Requirement ▸ Tally the lines in the records below that contain the word "green", and reply with the number alone.

Records for this task ▸
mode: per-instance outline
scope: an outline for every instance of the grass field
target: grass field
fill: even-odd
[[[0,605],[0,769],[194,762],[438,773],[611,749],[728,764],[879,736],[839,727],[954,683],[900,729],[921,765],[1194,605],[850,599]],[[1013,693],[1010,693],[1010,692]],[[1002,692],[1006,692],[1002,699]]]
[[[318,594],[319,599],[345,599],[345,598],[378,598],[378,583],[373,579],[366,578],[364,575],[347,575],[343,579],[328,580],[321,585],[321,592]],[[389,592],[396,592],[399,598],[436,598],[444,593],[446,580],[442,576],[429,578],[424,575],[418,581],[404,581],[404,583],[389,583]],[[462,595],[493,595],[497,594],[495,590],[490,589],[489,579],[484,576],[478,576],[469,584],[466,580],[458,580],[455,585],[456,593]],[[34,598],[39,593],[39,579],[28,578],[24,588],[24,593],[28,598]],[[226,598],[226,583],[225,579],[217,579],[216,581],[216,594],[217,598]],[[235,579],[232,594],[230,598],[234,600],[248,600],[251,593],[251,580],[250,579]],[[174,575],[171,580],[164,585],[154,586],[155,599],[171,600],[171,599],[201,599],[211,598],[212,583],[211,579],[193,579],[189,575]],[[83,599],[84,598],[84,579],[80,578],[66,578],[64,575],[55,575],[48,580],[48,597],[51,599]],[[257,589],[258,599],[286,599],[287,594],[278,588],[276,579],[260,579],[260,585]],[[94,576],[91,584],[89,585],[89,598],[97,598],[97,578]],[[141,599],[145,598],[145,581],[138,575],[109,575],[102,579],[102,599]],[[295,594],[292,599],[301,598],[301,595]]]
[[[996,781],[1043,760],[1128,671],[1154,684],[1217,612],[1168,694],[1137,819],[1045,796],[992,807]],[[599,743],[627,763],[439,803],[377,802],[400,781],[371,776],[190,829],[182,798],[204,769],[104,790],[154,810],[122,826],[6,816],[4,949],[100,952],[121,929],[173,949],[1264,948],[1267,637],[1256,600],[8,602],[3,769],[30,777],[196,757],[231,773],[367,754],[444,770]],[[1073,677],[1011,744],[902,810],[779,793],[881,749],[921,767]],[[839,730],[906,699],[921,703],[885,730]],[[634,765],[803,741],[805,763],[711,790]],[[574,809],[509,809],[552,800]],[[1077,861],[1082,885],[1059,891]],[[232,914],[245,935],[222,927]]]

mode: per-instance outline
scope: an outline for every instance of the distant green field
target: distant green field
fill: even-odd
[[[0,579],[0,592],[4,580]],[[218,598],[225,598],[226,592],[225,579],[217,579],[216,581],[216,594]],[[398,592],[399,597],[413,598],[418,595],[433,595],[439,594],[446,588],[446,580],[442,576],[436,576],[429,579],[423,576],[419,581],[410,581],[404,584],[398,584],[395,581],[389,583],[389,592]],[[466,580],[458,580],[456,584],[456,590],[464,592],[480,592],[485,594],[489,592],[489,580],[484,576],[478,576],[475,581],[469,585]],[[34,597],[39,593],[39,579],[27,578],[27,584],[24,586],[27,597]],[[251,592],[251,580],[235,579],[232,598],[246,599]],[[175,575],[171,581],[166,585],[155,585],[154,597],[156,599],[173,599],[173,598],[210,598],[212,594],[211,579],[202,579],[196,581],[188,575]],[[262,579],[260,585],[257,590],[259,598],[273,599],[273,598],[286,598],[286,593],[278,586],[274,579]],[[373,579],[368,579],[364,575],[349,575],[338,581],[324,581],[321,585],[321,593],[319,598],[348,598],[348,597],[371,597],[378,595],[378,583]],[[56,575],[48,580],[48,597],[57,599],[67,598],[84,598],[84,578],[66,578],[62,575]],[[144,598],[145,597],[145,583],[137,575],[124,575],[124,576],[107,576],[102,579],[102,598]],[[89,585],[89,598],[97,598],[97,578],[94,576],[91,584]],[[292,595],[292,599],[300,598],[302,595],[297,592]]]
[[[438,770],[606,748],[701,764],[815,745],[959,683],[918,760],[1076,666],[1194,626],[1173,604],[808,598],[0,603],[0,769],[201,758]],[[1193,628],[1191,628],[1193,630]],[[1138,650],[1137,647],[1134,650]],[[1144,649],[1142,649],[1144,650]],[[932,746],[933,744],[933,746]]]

Result ▸ 2